Data section>
[start]

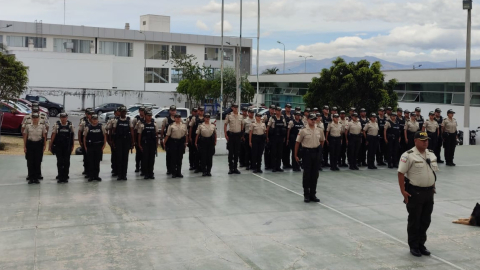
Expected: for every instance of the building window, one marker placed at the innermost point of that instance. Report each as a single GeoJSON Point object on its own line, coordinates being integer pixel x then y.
{"type": "Point", "coordinates": [123, 49]}
{"type": "Point", "coordinates": [211, 54]}
{"type": "Point", "coordinates": [75, 45]}
{"type": "Point", "coordinates": [156, 51]}
{"type": "Point", "coordinates": [177, 75]}
{"type": "Point", "coordinates": [156, 75]}
{"type": "Point", "coordinates": [179, 51]}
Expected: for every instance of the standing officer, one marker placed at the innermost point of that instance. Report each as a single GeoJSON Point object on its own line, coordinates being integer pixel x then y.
{"type": "Point", "coordinates": [362, 157]}
{"type": "Point", "coordinates": [353, 134]}
{"type": "Point", "coordinates": [286, 150]}
{"type": "Point", "coordinates": [247, 122]}
{"type": "Point", "coordinates": [123, 142]}
{"type": "Point", "coordinates": [61, 144]}
{"type": "Point", "coordinates": [438, 150]}
{"type": "Point", "coordinates": [206, 140]}
{"type": "Point", "coordinates": [177, 135]}
{"type": "Point", "coordinates": [392, 137]}
{"type": "Point", "coordinates": [411, 128]}
{"type": "Point", "coordinates": [34, 142]}
{"type": "Point", "coordinates": [192, 150]}
{"type": "Point", "coordinates": [94, 139]}
{"type": "Point", "coordinates": [450, 136]}
{"type": "Point", "coordinates": [310, 138]}
{"type": "Point", "coordinates": [139, 119]}
{"type": "Point", "coordinates": [334, 140]}
{"type": "Point", "coordinates": [165, 123]}
{"type": "Point", "coordinates": [294, 127]}
{"type": "Point", "coordinates": [370, 133]}
{"type": "Point", "coordinates": [234, 121]}
{"type": "Point", "coordinates": [193, 126]}
{"type": "Point", "coordinates": [148, 143]}
{"type": "Point", "coordinates": [419, 165]}
{"type": "Point", "coordinates": [432, 128]}
{"type": "Point", "coordinates": [276, 134]}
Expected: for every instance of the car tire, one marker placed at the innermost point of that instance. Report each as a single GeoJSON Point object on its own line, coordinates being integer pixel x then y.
{"type": "Point", "coordinates": [53, 112]}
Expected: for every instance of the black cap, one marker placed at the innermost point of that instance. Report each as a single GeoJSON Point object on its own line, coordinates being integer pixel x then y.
{"type": "Point", "coordinates": [421, 135]}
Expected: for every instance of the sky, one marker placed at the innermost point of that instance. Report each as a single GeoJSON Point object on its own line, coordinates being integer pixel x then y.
{"type": "Point", "coordinates": [402, 31]}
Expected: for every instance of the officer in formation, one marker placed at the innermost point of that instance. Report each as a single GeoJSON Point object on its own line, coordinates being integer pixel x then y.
{"type": "Point", "coordinates": [276, 134]}
{"type": "Point", "coordinates": [310, 138]}
{"type": "Point", "coordinates": [34, 143]}
{"type": "Point", "coordinates": [450, 136]}
{"type": "Point", "coordinates": [234, 123]}
{"type": "Point", "coordinates": [416, 177]}
{"type": "Point", "coordinates": [147, 141]}
{"type": "Point", "coordinates": [61, 145]}
{"type": "Point", "coordinates": [205, 141]}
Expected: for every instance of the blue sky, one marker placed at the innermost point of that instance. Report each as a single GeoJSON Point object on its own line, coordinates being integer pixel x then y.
{"type": "Point", "coordinates": [401, 31]}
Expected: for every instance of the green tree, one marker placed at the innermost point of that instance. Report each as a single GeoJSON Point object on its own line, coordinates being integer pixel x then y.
{"type": "Point", "coordinates": [359, 85]}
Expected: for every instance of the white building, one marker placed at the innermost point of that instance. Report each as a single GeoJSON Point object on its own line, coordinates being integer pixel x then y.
{"type": "Point", "coordinates": [110, 62]}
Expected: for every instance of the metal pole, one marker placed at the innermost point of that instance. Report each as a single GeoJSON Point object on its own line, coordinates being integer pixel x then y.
{"type": "Point", "coordinates": [466, 106]}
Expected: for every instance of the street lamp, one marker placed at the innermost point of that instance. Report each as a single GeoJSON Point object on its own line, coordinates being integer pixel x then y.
{"type": "Point", "coordinates": [305, 61]}
{"type": "Point", "coordinates": [283, 55]}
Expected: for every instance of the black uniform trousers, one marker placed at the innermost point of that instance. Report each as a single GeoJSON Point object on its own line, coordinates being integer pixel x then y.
{"type": "Point", "coordinates": [122, 147]}
{"type": "Point", "coordinates": [276, 151]}
{"type": "Point", "coordinates": [420, 208]}
{"type": "Point", "coordinates": [450, 144]}
{"type": "Point", "coordinates": [335, 145]}
{"type": "Point", "coordinates": [34, 159]}
{"type": "Point", "coordinates": [247, 151]}
{"type": "Point", "coordinates": [234, 149]}
{"type": "Point", "coordinates": [148, 157]}
{"type": "Point", "coordinates": [207, 150]}
{"type": "Point", "coordinates": [258, 145]}
{"type": "Point", "coordinates": [94, 156]}
{"type": "Point", "coordinates": [372, 149]}
{"type": "Point", "coordinates": [310, 163]}
{"type": "Point", "coordinates": [354, 144]}
{"type": "Point", "coordinates": [63, 153]}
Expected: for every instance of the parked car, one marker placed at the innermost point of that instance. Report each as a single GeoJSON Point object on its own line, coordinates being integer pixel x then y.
{"type": "Point", "coordinates": [53, 108]}
{"type": "Point", "coordinates": [12, 118]}
{"type": "Point", "coordinates": [107, 107]}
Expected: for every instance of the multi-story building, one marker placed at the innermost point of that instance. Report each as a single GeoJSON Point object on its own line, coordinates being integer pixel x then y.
{"type": "Point", "coordinates": [115, 65]}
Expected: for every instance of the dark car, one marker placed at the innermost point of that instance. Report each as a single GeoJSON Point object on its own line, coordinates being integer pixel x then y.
{"type": "Point", "coordinates": [107, 107]}
{"type": "Point", "coordinates": [53, 108]}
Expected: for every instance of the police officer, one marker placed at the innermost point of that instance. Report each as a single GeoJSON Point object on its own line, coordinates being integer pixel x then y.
{"type": "Point", "coordinates": [34, 143]}
{"type": "Point", "coordinates": [294, 127]}
{"type": "Point", "coordinates": [206, 140]}
{"type": "Point", "coordinates": [234, 122]}
{"type": "Point", "coordinates": [247, 121]}
{"type": "Point", "coordinates": [392, 137]}
{"type": "Point", "coordinates": [419, 165]}
{"type": "Point", "coordinates": [123, 141]}
{"type": "Point", "coordinates": [61, 145]}
{"type": "Point", "coordinates": [411, 128]}
{"type": "Point", "coordinates": [276, 134]}
{"type": "Point", "coordinates": [137, 120]}
{"type": "Point", "coordinates": [177, 135]}
{"type": "Point", "coordinates": [370, 133]}
{"type": "Point", "coordinates": [310, 138]}
{"type": "Point", "coordinates": [438, 150]}
{"type": "Point", "coordinates": [94, 139]}
{"type": "Point", "coordinates": [148, 143]}
{"type": "Point", "coordinates": [450, 136]}
{"type": "Point", "coordinates": [353, 134]}
{"type": "Point", "coordinates": [335, 132]}
{"type": "Point", "coordinates": [432, 128]}
{"type": "Point", "coordinates": [193, 126]}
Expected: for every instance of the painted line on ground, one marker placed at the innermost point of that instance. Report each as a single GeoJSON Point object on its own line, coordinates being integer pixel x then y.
{"type": "Point", "coordinates": [360, 222]}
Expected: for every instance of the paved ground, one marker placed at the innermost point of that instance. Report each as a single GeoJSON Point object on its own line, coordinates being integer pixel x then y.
{"type": "Point", "coordinates": [244, 221]}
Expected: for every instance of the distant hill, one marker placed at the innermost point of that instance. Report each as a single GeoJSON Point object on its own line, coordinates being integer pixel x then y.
{"type": "Point", "coordinates": [314, 66]}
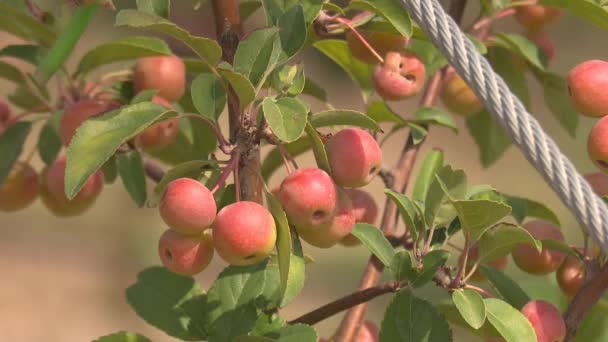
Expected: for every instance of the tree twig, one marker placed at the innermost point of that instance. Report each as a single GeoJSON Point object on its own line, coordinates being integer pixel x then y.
{"type": "Point", "coordinates": [584, 300]}
{"type": "Point", "coordinates": [346, 302]}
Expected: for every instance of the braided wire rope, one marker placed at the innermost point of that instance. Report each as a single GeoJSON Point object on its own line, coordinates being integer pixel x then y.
{"type": "Point", "coordinates": [527, 133]}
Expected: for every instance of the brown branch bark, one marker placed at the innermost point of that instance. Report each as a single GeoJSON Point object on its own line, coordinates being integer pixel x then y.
{"type": "Point", "coordinates": [400, 175]}
{"type": "Point", "coordinates": [584, 300]}
{"type": "Point", "coordinates": [346, 302]}
{"type": "Point", "coordinates": [229, 29]}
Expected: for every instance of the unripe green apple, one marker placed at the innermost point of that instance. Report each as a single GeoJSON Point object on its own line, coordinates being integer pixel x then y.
{"type": "Point", "coordinates": [55, 182]}
{"type": "Point", "coordinates": [355, 157]}
{"type": "Point", "coordinates": [528, 259]}
{"type": "Point", "coordinates": [365, 211]}
{"type": "Point", "coordinates": [587, 84]}
{"type": "Point", "coordinates": [185, 255]}
{"type": "Point", "coordinates": [78, 113]}
{"type": "Point", "coordinates": [167, 74]}
{"type": "Point", "coordinates": [536, 17]}
{"type": "Point", "coordinates": [158, 135]}
{"type": "Point", "coordinates": [473, 256]}
{"type": "Point", "coordinates": [244, 233]}
{"type": "Point", "coordinates": [570, 276]}
{"type": "Point", "coordinates": [329, 234]}
{"type": "Point", "coordinates": [308, 197]}
{"type": "Point", "coordinates": [597, 144]}
{"type": "Point", "coordinates": [381, 42]}
{"type": "Point", "coordinates": [598, 182]}
{"type": "Point", "coordinates": [187, 206]}
{"type": "Point", "coordinates": [401, 76]}
{"type": "Point", "coordinates": [546, 320]}
{"type": "Point", "coordinates": [458, 97]}
{"type": "Point", "coordinates": [20, 188]}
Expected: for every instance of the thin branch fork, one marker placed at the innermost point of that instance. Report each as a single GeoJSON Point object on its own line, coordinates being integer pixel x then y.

[end]

What is required> Exactly and only the lines from the line containing "Expected: for every instance of the braided" through the last line of the entries should be copied, both ends included.

Response>
Expected: for every instance of the braided wire rope, one marker placed at the innermost point of that instance. Report each as a single GeoJSON Point object on its own line, coordinates being integer pixel x then y.
{"type": "Point", "coordinates": [527, 133]}
Expected: for every instance of the brown branch bark, one marker placed at the innermost point of that instance. Report each as a single GeoJSON Point object on its own line, coordinates being integer pixel x then y.
{"type": "Point", "coordinates": [400, 175]}
{"type": "Point", "coordinates": [584, 300]}
{"type": "Point", "coordinates": [346, 302]}
{"type": "Point", "coordinates": [229, 29]}
Expected: for every instance of the unripe green apple, one marker placed at the innermost point of that instance. Report each as a single GeoJSON Point object on its own line, coordinates being integer pixel x then y.
{"type": "Point", "coordinates": [55, 182]}
{"type": "Point", "coordinates": [355, 157]}
{"type": "Point", "coordinates": [528, 259]}
{"type": "Point", "coordinates": [365, 211]}
{"type": "Point", "coordinates": [587, 84]}
{"type": "Point", "coordinates": [185, 255]}
{"type": "Point", "coordinates": [78, 113]}
{"type": "Point", "coordinates": [167, 74]}
{"type": "Point", "coordinates": [536, 17]}
{"type": "Point", "coordinates": [158, 135]}
{"type": "Point", "coordinates": [473, 256]}
{"type": "Point", "coordinates": [244, 233]}
{"type": "Point", "coordinates": [570, 276]}
{"type": "Point", "coordinates": [329, 234]}
{"type": "Point", "coordinates": [308, 197]}
{"type": "Point", "coordinates": [597, 144]}
{"type": "Point", "coordinates": [381, 42]}
{"type": "Point", "coordinates": [598, 182]}
{"type": "Point", "coordinates": [187, 206]}
{"type": "Point", "coordinates": [401, 76]}
{"type": "Point", "coordinates": [546, 320]}
{"type": "Point", "coordinates": [458, 97]}
{"type": "Point", "coordinates": [20, 188]}
Expected: for every instance of the thin branch fork, one marker placed at the innermost point of that instance. Report each as a single GeoJSON Point object on its own line, coordinates being integer pixel x then y.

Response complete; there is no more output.